- **EXERCISE REQUIREMENTS**
1. Decide whether each statement agrees with the post on the Haskell thread-ring program. Answer yes or no for each, and quote the words from the post that decide it. (a) One of the 503 threads in the original entry was the main thread. (b) Compiling without -threaded made the modified program much faster than the original. (c) Mozart/OZ was the next contender after Haskell at this benchmark.
2. Repeat word for word the part of the post on the Haskell thread-ring program between "Yesterday, I submitted" and "thread. Bad idea!", inclusive.

- **DOCUMENT PASSAGE**
|---|

Yesterday, I submitted my first program modification to the computer language shootout game, which is a change to the thread-ring program. If you’ve followed the shootout at all, you will probably know that haskell dominates at this benchmark, with the next contender (Mozart/OZ) being 50% slower than haskell already.
While i was having a look at the code, I noticed that the haskell entry was forkIO’ing a lot of threads, which is exactly what we want. But we weren’t quite forking enough; one of the 503 threads was the main thread. Bad idea!
I learnt a few weeks ago, while working on my AVar package, that communicating between bound and non bound threads (forkIO’d vs. main) when using things like MVars can be really slow. And this is exactly what was happening:
main = do
a <- newMVar . read . head =<< getArgs
z <- foldM new a [2..ring]
thread 1 z a
as you can see, the last/first thread was being run in main, so once per loop around the ring, we were talking to main via an MVar, and then talking to another forkIO’d thread via another MVar. So here’s what I did:
main = do
a <- newMVar . read . head =<< getArgs
z <- foldM new a [2..ring]
ret <- newEmptyMVar
forkIO (thread 1 z a >>= putMVar ret)
takeMVar ret
Two and a half lines of code. What were the results? Well, when the program was run with n = 50,000,000, the original ran in ~14.2s, with -N{1,2,3,4}, my modified one took on average ~9.3s, which is about a 33% improvement. It should be noted that when both programs are compiled without -threaded, there is almost no difference in speed at all (and they both run considerably faster than the non threaded version). Need to talk to the shootout peeps and find out if it’s against the rules to compile without -threaded, and get an even more massive speed boost.
– Axman

|---|

- **RECORDED INFORMATION**
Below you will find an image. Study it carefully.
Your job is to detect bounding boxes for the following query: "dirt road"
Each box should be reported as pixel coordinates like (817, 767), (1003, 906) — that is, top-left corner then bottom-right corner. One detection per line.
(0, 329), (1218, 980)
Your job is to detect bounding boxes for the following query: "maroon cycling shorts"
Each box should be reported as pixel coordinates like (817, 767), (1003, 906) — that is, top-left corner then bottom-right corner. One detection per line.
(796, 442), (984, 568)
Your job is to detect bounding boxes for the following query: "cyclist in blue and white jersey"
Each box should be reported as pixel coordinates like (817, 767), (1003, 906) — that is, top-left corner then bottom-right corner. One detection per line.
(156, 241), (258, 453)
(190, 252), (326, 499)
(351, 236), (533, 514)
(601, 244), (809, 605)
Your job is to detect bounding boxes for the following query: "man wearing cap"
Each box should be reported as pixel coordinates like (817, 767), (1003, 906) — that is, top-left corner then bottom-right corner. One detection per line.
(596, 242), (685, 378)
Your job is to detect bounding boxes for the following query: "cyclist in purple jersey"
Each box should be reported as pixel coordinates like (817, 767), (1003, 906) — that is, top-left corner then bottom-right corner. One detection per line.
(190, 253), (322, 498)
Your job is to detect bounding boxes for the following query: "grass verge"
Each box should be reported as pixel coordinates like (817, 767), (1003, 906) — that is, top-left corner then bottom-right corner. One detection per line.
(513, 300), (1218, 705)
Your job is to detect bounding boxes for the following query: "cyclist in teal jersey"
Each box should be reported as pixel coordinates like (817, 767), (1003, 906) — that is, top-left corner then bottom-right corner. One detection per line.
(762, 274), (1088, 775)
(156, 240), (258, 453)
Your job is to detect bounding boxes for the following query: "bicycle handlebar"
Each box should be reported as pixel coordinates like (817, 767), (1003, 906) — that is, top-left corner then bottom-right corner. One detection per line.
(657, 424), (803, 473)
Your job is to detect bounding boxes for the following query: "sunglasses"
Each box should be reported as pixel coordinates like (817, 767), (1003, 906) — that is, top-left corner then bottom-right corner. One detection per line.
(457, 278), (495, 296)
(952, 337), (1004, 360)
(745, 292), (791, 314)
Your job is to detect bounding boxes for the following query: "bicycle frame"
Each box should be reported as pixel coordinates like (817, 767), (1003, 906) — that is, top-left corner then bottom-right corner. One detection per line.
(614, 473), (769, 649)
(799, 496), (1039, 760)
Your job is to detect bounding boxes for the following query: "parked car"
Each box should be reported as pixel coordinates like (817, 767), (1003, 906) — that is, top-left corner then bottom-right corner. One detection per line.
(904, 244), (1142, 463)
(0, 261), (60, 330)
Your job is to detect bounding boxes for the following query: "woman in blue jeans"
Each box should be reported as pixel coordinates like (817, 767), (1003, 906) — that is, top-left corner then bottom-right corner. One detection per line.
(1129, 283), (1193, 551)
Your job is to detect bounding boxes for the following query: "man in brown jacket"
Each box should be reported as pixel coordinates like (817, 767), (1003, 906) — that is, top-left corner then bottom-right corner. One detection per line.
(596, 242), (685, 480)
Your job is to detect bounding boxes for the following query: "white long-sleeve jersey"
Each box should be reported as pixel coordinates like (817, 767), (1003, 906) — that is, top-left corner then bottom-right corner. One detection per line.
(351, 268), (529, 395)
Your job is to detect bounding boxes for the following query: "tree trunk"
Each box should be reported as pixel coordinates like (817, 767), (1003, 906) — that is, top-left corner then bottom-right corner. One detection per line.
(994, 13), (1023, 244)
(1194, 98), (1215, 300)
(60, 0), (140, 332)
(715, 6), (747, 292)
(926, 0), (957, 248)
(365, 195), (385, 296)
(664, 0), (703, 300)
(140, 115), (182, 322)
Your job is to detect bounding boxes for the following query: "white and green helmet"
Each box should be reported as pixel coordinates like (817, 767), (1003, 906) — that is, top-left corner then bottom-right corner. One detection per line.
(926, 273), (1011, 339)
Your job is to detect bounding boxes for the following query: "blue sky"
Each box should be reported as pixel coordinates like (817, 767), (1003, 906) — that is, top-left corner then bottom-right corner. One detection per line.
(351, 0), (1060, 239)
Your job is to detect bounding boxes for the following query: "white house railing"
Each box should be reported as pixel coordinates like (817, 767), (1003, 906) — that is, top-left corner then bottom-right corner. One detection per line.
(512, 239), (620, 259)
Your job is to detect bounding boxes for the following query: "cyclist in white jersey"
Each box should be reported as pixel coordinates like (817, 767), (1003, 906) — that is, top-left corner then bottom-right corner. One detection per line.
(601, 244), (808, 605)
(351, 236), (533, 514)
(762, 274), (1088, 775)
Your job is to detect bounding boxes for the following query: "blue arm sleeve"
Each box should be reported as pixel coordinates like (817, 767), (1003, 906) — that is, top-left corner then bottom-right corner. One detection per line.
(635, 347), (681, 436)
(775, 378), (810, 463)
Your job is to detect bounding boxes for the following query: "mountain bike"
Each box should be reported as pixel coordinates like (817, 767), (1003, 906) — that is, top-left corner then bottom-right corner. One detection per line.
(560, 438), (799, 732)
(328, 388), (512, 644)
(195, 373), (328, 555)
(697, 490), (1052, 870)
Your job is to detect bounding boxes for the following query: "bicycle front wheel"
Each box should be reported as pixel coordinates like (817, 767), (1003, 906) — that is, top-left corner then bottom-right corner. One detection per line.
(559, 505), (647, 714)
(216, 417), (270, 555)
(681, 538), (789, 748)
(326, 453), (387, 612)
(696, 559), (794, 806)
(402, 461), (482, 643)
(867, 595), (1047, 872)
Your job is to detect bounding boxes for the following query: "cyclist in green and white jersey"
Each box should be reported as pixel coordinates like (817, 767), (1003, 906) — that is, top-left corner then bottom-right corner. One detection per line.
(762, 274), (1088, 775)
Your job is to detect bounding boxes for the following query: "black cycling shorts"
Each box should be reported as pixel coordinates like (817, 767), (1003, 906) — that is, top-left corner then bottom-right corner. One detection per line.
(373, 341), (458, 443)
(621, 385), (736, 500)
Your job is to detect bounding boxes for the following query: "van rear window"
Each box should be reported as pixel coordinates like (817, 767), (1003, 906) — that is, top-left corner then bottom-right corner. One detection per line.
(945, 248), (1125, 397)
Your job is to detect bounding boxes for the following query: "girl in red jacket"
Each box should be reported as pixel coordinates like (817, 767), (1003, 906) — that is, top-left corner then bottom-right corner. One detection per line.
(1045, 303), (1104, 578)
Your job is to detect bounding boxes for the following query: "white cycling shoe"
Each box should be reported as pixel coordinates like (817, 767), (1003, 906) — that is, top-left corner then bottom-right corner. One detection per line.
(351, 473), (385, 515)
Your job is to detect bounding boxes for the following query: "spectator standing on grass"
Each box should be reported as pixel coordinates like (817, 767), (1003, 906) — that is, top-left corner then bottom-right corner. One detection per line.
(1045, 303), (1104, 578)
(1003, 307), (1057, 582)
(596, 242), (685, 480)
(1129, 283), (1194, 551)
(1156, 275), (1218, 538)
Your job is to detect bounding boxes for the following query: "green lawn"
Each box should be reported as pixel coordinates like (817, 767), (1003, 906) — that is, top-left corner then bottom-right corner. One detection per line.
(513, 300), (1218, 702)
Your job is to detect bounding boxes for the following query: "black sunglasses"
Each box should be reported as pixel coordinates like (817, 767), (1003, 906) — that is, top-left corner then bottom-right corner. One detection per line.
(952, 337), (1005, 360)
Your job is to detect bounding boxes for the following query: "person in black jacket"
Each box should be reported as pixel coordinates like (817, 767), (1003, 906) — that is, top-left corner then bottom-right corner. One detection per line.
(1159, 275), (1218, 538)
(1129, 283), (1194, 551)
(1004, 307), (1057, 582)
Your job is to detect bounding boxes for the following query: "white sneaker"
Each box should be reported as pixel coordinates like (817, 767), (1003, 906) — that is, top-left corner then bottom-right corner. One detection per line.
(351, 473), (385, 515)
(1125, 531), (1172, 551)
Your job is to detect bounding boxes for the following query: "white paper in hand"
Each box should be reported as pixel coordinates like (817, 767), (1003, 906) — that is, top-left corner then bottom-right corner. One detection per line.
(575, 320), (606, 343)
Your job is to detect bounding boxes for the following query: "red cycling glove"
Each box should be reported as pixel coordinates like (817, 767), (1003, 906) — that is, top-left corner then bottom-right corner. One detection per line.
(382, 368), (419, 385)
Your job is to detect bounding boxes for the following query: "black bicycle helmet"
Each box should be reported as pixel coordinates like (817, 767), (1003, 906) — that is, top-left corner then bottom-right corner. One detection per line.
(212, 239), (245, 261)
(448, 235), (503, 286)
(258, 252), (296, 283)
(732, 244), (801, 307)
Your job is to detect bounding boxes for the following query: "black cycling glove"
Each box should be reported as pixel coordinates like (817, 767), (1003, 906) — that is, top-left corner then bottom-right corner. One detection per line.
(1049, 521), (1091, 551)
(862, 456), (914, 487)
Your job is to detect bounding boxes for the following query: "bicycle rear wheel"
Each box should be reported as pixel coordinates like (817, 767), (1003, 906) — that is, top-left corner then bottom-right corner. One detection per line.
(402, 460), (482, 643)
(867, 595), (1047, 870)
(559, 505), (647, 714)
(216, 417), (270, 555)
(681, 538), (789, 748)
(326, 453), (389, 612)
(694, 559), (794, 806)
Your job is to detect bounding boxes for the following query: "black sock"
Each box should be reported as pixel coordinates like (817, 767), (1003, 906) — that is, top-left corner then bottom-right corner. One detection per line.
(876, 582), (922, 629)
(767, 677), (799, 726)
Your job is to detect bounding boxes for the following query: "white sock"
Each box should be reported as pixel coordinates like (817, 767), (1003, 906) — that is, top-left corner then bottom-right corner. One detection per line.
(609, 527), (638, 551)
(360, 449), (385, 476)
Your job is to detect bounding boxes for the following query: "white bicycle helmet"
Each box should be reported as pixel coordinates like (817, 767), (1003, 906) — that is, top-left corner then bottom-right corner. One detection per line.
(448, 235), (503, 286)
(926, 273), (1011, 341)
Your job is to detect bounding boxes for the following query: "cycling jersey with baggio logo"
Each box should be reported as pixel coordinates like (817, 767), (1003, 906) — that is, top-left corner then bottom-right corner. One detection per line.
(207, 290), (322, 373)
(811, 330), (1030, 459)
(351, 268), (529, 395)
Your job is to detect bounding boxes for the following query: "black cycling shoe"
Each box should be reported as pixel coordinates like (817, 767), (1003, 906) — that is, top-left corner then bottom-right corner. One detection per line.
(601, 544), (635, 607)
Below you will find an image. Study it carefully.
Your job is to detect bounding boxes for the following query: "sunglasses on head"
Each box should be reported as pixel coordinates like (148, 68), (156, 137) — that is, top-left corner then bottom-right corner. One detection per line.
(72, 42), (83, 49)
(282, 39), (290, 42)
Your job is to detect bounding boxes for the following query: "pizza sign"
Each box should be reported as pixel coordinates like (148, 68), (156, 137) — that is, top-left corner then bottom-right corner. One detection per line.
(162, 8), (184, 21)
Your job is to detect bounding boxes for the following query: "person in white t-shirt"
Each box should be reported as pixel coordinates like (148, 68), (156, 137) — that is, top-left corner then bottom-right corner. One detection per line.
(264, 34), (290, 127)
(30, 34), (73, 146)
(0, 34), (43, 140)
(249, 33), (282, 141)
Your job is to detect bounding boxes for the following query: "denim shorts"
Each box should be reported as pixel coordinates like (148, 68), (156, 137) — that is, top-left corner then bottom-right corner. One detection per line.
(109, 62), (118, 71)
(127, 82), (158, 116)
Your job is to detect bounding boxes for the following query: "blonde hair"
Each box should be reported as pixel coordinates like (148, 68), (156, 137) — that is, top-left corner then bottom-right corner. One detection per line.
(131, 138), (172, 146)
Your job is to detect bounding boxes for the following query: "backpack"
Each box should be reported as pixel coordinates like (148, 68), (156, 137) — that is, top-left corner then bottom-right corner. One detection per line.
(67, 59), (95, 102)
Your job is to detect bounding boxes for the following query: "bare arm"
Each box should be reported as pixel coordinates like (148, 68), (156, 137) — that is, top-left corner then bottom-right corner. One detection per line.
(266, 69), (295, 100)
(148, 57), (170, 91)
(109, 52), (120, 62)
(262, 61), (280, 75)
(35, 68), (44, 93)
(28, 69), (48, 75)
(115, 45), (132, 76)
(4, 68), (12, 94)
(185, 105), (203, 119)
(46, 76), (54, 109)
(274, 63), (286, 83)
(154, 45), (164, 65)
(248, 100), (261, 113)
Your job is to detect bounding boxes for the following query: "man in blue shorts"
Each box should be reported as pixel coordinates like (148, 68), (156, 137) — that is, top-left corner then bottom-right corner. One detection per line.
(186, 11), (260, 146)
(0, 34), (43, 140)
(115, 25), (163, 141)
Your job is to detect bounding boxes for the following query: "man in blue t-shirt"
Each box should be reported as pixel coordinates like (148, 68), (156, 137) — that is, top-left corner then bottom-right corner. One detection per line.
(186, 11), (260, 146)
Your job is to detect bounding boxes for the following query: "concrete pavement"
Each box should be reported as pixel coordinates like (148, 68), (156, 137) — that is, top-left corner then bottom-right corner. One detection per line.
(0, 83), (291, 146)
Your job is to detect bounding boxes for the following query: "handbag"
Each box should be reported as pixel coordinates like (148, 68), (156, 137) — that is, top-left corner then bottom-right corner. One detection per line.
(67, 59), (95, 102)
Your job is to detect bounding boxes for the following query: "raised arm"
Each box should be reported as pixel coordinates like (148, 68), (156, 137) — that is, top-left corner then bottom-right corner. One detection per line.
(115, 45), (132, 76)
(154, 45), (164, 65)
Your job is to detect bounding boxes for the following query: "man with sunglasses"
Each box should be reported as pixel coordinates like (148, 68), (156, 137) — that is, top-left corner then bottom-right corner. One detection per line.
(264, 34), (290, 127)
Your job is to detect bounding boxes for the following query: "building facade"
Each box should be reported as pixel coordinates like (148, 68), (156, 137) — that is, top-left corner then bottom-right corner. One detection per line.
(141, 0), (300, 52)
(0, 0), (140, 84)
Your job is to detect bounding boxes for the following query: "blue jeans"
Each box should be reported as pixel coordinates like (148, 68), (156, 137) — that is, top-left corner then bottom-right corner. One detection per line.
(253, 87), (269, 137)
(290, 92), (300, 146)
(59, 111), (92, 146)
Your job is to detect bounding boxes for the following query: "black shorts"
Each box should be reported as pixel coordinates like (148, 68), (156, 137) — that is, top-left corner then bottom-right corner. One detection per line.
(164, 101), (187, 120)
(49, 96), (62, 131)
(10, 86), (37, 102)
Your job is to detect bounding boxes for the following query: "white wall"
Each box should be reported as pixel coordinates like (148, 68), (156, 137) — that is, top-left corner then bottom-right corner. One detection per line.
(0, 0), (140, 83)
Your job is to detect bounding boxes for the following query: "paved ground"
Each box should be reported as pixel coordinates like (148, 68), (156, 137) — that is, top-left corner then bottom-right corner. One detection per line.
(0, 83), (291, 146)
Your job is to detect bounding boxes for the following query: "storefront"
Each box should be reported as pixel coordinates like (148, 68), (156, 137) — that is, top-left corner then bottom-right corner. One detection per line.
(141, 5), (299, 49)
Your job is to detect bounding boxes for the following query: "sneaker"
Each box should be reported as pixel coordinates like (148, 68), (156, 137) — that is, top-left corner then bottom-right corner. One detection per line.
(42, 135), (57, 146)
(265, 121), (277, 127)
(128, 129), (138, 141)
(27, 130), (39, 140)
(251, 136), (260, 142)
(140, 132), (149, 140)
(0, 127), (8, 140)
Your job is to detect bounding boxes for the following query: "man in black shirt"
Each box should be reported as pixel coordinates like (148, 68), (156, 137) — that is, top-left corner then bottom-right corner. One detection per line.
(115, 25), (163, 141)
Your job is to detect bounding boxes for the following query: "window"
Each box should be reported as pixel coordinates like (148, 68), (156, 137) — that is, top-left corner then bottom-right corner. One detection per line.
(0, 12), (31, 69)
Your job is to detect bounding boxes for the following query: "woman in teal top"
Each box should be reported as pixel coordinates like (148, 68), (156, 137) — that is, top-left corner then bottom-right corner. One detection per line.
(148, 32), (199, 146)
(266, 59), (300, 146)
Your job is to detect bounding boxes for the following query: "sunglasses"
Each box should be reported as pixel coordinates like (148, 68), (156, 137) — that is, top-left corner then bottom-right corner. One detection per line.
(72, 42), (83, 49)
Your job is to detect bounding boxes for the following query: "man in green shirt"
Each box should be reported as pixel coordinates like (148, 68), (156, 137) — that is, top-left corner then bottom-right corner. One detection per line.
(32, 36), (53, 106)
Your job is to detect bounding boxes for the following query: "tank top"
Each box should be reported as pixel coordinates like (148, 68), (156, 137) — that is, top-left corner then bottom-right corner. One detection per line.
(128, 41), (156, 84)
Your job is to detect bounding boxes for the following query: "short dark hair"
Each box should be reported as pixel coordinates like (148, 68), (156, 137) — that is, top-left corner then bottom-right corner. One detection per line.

|---|

- **ANSWERS GIVEN**
1.
(a) Yes: "one of the 503 threads was the main thread."
(b) No: "when both programs are compiled without -threaded, there is almost no difference in speed at all"
(c) Yes: "with the next contender (Mozart/OZ) being 50% slower than haskell already."

2.
Yesterday, I submitted my first program modification to the computer language shootout game, which is a change to the thread-ring program. If you’ve followed the shootout at all, you will probably know that haskell dominates at this benchmark, with the next contender (Mozart/OZ) being 50% slower than haskell already.
While i was having a look at the code, I noticed that the haskell entry was forkIO’ing a lot of threads, which is exactly what we want. But we weren’t quite forking enough; one of the 503 threads was the main thread. Bad idea!